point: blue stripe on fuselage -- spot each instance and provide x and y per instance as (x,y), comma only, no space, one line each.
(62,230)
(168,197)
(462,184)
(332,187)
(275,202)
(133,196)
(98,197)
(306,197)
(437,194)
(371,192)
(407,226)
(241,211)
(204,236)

#####

- **Task requirements**
Repeat the listing in full, keeping every line exactly as it is.

- **Response to the task**
point: blue stripe on fuselage -- spot each instance and provide x and y per instance as (x,y), comma only, no space, one line each.
(62,230)
(168,197)
(462,184)
(332,187)
(275,202)
(133,196)
(98,197)
(306,197)
(437,194)
(371,192)
(407,226)
(241,211)
(204,236)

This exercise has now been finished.